## [DATA TO USE]
══════
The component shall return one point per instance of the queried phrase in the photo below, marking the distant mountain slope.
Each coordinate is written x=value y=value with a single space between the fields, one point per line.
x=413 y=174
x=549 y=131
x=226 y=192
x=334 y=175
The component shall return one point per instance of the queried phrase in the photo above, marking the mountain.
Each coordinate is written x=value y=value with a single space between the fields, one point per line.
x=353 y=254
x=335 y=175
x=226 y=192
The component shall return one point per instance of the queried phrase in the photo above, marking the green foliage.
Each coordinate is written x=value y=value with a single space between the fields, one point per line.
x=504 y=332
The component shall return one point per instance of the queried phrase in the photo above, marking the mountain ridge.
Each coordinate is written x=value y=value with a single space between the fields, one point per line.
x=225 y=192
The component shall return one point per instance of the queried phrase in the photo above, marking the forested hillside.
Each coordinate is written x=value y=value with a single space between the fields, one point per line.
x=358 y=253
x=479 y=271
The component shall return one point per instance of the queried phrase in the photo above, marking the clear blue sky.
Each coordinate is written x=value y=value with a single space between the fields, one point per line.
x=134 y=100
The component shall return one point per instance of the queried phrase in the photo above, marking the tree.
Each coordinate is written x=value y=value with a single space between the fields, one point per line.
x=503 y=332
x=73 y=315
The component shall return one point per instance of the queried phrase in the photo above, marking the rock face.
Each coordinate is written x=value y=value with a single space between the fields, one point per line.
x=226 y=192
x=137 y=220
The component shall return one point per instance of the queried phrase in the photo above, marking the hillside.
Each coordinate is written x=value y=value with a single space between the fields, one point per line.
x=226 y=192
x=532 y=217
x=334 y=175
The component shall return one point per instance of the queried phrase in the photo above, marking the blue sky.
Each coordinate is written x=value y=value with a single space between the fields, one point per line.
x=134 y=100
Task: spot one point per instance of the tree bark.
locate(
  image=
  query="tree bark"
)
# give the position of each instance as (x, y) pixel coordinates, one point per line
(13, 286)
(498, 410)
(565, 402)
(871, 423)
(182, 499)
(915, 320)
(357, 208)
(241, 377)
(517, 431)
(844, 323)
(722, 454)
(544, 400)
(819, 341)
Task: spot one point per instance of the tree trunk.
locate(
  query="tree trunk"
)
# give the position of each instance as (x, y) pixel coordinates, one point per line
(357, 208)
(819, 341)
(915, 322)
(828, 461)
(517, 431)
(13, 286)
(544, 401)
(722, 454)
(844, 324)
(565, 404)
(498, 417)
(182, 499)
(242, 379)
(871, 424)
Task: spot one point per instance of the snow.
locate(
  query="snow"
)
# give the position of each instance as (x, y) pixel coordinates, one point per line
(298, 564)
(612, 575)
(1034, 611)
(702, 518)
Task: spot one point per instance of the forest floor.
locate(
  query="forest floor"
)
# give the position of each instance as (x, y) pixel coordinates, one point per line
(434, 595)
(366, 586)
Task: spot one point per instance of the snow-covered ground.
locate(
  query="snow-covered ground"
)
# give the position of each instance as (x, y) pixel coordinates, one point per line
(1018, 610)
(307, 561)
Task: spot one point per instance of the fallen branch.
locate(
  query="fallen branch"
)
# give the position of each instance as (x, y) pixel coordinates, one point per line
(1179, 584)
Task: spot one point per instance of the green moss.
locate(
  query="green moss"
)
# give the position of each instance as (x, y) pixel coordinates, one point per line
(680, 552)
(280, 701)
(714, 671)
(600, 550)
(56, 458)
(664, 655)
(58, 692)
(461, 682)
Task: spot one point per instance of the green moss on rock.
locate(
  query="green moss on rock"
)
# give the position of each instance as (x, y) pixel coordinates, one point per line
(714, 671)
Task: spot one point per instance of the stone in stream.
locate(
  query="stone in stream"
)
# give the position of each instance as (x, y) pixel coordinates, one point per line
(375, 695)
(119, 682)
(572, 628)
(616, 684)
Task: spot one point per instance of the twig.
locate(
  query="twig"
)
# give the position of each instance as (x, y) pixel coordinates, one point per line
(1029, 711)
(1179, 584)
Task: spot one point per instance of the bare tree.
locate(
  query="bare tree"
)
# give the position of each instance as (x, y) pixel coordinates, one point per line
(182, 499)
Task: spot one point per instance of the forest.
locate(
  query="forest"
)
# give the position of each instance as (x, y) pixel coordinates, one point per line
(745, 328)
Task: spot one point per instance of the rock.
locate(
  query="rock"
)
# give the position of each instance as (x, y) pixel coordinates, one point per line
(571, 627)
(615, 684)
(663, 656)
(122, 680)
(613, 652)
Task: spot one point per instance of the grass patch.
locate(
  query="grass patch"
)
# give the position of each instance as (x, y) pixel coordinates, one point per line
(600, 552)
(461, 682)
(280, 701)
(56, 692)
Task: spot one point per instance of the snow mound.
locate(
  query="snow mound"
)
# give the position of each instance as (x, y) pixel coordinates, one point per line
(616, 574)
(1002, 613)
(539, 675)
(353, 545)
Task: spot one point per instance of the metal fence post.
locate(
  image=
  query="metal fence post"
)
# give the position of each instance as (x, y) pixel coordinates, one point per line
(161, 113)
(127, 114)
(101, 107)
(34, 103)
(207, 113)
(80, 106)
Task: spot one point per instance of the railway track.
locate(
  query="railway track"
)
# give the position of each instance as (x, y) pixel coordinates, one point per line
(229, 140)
══════
## [THE PROBLEM]
I'd like all of the entries written out again exactly as they appear above.

## [OUTPUT]
The component shall return one point per instance of the queried phrase in the photo below, marking the distant mountain slope.
Each coordinate is written x=value y=value with a single space between the fields, one point per line.
x=413 y=174
x=549 y=131
x=226 y=192
x=334 y=175
The component shall return one point per instance of the queried phrase in the photo above, marking the mountain.
Each coordinate is written x=value y=value with a single space between the fields, one point per line.
x=353 y=254
x=335 y=175
x=226 y=192
The component shall return one point per instance of the queried phrase in the photo above, marking the green foliage.
Each coordinate is written x=value y=value with a single space between the fields, one point per line.
x=504 y=332
The component shall return one point per instance of the queried phrase in the photo above, marking the mountain ridge.
Each coordinate is written x=value y=value with a single space between the fields, one point per line.
x=225 y=192
The component shall return one point per instance of the queried phrase in the photo above, marking the forested hillside.
Each coordinate is written x=value y=value with a single space between the fields, one point per line.
x=358 y=253
x=479 y=271
The component shall return one point per instance of the queried phrase in the photo above, marking the clear blue sky.
Each coordinate is written x=value y=value with a single space between the fields, one point per line.
x=134 y=100
The component shall return one point per instance of the queried phrase in the photo above, marking the tree.
Each coordinate is written x=value y=value with a single space between the fields, one point per line.
x=503 y=332
x=73 y=315
The component shall return one point per instance of the queried phrase in the photo above, marking the rock face.
Each coordinate is written x=value y=value with a single space between the fields, one point per line.
x=226 y=192
x=137 y=220
The component shall return one point per instance of the queried phrase in the photo above, marking the hillside.
Each coordinate is written x=value y=value with a single space between the fields, one point per line.
x=226 y=192
x=532 y=217
x=334 y=175
The component shall return one point per instance of the queried phrase in the photo above, marking the blue sky.
Each coordinate is written x=value y=value with a single space between the fields, one point per line.
x=134 y=100
Task: spot one point per instance of the tree bark.
locate(
  image=
  query="tree bark"
)
# give the position of each instance as (x, y) pixel coordinates, one point per line
(13, 286)
(498, 410)
(565, 402)
(871, 423)
(182, 499)
(915, 320)
(357, 208)
(241, 377)
(517, 431)
(844, 323)
(722, 454)
(544, 400)
(819, 341)
Task: spot one point per instance of the tree trunk.
locate(
  query="tree trunk"
)
# give the position of each instance as (x, y) pixel coordinates, one point per line
(357, 208)
(819, 341)
(915, 322)
(828, 461)
(517, 431)
(13, 286)
(544, 401)
(722, 454)
(844, 324)
(565, 404)
(498, 417)
(182, 499)
(242, 379)
(871, 424)
Task: spot one point per instance of the snow.
locate(
  query="snow"
)
# give the position of each instance as (x, y) pixel coordinates, one point per line
(298, 564)
(612, 575)
(1034, 611)
(702, 518)
Task: spot one point per instance of the forest floor.
locate(
  query="forest floor"
)
# give the position of each instance as (x, y) pixel coordinates, one point per line
(434, 595)
(366, 586)
Task: spot one point per instance of the snow-covered ground.
locate(
  query="snow-covered ground"
)
# give the position of each instance as (x, y) pixel coordinates, one point per line
(1018, 610)
(307, 561)
Task: spot one point per instance of the fallen branch.
locate(
  query="fallen branch"
)
# give the position of each instance as (x, y) pixel coordinates, one point per line
(1179, 584)
Task: spot one point per instance of the green moss.
locate(
  query="green moss"
)
# give the position of each instance as (x, y) pixel coordinates, one point per line
(680, 552)
(280, 701)
(714, 671)
(600, 550)
(56, 458)
(664, 655)
(58, 692)
(461, 682)
Task: spot one point per instance of the green moss on rock.
locate(
  query="green moss on rock"
)
# give the position of each instance as (x, y) pixel coordinates, one point per line
(714, 671)
Task: spot one point per instance of the stone in stream.
locate(
  query="stone in stream"
)
# give the position of each instance as (x, y) pixel coordinates, one point per line
(375, 695)
(119, 682)
(572, 628)
(616, 684)
Task: spot one point per instance of the twig.
locate(
  query="twig"
)
# give the position of each instance as (x, y) pixel coordinates, one point per line
(1029, 711)
(1179, 584)
Task: spot one point per instance of the bare tree.
locate(
  query="bare tree"
)
# give the position of each instance as (x, y) pixel coordinates, one point per line
(182, 499)
Task: spot one point per instance of the forest.
locate(
  query="forest"
)
# give the position of each instance as (x, y) pixel coordinates, one point per line
(745, 328)
Task: spot one point per instance of the rock.
locate(
  query="rock"
)
# give the position of each instance as (x, y) pixel coordinates, one point per line
(571, 627)
(615, 684)
(663, 656)
(122, 680)
(613, 652)
Task: spot one point per instance of the grass patch.
locate(
  query="grass patch"
)
# give the position of each instance as (x, y) pixel coordinates, one point per line
(600, 552)
(461, 682)
(280, 701)
(56, 692)
Task: spot one point per instance of the snow mound.
locate(
  query="snow mound"
)
# give the position of each instance as (x, y) pixel coordinates, one point per line
(616, 574)
(1002, 613)
(539, 675)
(353, 545)
Task: spot one point per instance of the metal fence post.
locate(
  image=
  query="metal fence post"
)
# give the position of each instance as (x, y) pixel coordinates, one point per line
(161, 113)
(127, 114)
(101, 107)
(34, 103)
(207, 113)
(80, 106)
Task: spot one point per instance of the railway track.
locate(
  query="railway track"
)
# give the position of each instance as (x, y) pixel coordinates, one point per line
(229, 140)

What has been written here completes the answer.